Give only the number of lines in the items below that contain the string "striped". Matching is case-sensitive.

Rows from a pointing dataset
►

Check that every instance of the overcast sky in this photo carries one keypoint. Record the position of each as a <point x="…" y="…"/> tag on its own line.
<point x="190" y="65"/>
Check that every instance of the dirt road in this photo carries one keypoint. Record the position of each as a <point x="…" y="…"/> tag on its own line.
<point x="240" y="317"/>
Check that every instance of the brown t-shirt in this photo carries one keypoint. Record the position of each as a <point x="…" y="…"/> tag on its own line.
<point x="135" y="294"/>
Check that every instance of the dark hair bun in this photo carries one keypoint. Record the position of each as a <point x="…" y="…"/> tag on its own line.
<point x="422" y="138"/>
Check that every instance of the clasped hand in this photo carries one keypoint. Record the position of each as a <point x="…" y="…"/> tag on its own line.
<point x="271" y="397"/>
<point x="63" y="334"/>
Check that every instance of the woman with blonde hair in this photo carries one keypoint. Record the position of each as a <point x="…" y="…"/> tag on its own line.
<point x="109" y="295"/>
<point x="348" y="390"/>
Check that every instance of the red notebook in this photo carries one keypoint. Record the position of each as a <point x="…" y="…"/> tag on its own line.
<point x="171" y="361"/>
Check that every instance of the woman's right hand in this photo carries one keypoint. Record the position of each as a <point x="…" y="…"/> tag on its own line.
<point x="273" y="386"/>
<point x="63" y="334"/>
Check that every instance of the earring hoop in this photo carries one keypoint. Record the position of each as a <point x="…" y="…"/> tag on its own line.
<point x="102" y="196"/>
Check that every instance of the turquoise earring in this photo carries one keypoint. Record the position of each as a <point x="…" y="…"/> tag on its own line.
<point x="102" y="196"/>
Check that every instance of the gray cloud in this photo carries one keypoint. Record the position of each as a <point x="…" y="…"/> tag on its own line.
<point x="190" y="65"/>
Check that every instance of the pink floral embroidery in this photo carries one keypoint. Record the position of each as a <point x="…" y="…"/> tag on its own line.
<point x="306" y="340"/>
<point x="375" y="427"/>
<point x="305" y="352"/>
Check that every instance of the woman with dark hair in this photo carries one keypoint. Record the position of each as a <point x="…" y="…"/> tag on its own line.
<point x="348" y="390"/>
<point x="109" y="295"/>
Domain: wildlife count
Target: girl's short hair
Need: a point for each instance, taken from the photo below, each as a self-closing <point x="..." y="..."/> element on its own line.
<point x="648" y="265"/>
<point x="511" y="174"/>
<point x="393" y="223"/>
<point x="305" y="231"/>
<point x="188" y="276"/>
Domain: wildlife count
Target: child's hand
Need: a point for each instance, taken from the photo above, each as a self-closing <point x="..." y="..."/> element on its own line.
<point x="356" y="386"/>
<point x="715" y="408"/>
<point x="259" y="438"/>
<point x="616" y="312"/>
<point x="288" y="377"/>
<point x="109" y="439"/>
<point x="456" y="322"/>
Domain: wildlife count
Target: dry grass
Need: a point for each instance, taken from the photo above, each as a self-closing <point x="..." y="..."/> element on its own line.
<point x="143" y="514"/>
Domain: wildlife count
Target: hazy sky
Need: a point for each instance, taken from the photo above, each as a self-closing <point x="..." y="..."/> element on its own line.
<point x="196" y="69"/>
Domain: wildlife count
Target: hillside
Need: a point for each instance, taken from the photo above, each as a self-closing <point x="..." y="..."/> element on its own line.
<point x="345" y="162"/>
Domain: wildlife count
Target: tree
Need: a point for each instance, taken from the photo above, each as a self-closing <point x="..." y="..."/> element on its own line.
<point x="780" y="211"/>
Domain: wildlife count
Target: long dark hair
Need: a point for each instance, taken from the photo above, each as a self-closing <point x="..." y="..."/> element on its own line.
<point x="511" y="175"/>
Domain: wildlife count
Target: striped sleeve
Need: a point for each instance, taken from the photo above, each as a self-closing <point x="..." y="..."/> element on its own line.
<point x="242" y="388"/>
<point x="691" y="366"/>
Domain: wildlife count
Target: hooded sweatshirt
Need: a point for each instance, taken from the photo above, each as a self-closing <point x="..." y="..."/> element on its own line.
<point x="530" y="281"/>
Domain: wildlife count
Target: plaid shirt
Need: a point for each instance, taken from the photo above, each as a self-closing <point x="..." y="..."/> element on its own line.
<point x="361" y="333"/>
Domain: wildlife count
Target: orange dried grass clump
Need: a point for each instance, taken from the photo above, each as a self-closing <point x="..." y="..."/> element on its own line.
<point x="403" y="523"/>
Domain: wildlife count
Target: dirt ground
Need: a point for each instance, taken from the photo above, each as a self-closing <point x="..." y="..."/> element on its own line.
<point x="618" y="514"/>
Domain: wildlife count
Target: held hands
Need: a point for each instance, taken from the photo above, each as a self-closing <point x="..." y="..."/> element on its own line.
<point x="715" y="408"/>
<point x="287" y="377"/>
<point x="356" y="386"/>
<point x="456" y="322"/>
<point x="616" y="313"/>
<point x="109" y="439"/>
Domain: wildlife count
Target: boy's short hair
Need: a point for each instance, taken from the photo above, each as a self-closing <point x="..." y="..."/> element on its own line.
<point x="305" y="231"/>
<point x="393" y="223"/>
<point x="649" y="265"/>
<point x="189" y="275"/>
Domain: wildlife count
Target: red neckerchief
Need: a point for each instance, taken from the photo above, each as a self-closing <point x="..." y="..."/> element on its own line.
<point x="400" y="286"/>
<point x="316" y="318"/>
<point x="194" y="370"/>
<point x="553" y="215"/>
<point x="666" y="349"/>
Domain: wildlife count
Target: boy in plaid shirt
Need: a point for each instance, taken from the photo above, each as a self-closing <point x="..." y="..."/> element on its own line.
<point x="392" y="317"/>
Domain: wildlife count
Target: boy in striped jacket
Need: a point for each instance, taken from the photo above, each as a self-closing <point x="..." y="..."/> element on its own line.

◄
►

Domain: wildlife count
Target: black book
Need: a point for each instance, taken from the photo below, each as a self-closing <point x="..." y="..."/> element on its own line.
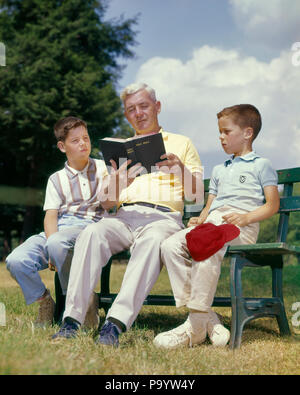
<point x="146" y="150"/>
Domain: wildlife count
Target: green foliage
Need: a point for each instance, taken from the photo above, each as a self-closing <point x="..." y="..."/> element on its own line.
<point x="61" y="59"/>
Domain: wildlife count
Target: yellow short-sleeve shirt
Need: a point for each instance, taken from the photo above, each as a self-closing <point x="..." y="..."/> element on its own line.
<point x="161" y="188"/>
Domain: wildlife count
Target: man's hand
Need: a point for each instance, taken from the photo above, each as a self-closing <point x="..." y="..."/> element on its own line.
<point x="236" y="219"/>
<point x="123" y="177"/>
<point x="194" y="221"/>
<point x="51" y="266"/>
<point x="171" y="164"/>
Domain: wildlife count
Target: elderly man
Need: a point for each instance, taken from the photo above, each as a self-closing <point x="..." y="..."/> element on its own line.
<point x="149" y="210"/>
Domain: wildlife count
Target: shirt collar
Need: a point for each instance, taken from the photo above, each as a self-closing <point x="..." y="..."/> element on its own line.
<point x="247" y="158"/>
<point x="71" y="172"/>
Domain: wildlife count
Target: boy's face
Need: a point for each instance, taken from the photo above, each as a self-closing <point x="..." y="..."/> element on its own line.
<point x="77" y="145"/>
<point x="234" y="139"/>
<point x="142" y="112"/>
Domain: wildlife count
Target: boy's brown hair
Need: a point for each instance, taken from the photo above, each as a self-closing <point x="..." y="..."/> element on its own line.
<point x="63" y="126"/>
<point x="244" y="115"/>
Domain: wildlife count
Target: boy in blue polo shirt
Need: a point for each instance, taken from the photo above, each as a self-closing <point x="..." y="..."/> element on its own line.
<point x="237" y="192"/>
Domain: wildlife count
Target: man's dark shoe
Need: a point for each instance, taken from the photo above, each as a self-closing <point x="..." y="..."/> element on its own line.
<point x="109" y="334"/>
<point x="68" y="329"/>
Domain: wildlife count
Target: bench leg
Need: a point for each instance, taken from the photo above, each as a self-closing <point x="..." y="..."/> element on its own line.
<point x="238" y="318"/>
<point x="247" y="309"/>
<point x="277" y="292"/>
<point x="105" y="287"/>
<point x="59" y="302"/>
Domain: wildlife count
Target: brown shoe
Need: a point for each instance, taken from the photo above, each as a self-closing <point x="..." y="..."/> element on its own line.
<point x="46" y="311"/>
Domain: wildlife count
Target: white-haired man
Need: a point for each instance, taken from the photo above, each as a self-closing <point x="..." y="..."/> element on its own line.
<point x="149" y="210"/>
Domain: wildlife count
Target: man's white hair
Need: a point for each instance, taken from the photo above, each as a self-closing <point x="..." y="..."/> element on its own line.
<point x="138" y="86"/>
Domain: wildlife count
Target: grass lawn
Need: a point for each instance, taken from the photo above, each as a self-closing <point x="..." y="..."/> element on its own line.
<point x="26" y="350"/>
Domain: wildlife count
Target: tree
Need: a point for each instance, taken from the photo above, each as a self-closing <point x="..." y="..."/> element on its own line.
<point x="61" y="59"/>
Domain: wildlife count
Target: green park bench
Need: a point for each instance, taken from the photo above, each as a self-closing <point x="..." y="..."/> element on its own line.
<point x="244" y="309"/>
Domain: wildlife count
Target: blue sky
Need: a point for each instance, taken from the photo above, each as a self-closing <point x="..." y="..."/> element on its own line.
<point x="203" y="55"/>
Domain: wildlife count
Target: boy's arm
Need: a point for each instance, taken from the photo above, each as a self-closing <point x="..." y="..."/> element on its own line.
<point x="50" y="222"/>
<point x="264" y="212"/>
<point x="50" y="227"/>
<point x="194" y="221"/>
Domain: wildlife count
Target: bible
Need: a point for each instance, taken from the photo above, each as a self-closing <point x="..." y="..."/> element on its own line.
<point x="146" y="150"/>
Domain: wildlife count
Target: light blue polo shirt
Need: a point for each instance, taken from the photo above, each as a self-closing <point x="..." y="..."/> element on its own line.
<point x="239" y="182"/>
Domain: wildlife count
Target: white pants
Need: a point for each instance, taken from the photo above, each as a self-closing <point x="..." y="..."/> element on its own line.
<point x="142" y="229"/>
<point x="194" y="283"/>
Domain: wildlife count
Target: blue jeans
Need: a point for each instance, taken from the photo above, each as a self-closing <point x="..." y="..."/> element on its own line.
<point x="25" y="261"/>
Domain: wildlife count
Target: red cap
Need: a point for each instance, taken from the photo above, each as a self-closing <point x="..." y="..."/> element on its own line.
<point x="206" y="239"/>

◄
►

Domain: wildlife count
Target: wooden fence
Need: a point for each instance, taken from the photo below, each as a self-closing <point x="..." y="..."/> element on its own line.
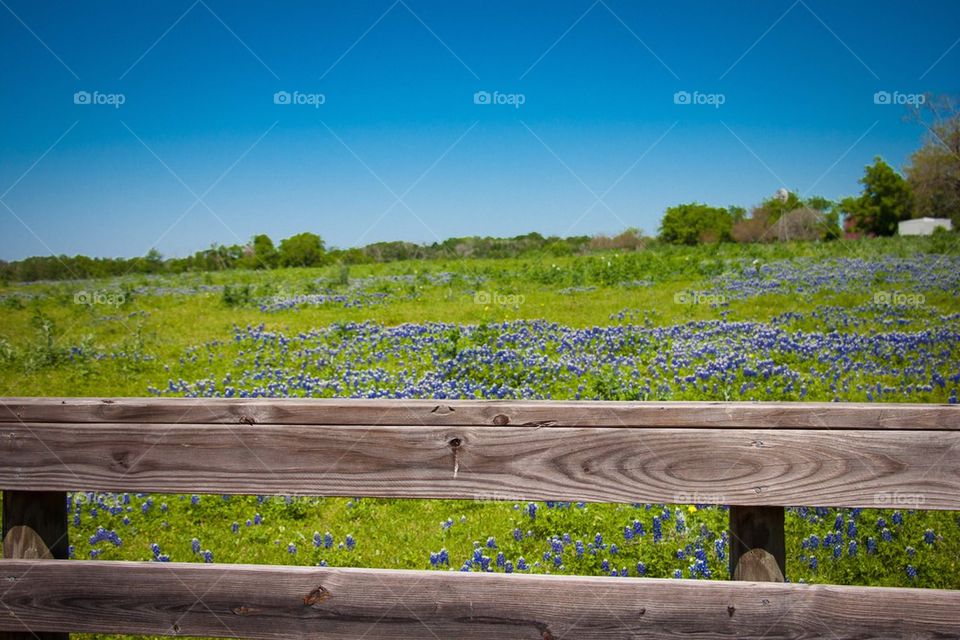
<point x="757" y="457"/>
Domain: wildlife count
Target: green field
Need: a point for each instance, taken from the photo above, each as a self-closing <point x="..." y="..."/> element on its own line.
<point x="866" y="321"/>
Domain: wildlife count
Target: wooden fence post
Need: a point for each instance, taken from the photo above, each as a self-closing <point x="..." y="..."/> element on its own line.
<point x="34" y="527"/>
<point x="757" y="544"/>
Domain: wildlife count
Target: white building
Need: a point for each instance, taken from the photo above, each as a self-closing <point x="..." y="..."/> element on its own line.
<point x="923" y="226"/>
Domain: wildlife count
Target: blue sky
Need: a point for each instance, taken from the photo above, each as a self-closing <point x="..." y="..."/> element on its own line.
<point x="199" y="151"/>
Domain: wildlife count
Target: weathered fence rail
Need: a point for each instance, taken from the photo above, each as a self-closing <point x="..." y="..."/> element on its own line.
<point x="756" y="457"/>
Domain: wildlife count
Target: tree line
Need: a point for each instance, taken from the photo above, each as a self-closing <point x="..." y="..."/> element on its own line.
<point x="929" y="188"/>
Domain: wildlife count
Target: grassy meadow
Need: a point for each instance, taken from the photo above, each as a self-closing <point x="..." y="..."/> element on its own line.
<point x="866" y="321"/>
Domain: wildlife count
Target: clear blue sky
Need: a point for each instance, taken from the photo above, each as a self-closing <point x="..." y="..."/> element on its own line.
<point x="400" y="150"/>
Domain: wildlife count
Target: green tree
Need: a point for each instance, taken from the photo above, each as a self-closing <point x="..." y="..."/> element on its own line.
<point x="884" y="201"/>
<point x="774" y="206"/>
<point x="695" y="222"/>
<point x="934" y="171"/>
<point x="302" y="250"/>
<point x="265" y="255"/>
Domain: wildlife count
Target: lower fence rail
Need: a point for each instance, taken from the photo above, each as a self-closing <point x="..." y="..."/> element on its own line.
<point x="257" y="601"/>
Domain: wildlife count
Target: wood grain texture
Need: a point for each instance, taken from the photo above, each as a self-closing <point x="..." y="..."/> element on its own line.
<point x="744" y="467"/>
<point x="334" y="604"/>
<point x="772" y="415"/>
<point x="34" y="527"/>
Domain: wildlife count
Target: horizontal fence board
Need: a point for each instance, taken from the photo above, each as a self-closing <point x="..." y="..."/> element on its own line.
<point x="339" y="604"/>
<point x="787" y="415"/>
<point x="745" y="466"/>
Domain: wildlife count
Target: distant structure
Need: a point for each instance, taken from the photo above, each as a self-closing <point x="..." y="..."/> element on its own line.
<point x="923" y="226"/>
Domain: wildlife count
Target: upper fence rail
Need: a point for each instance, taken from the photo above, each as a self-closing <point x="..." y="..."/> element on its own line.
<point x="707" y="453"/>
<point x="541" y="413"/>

◄

◆ **Answer in full**: 2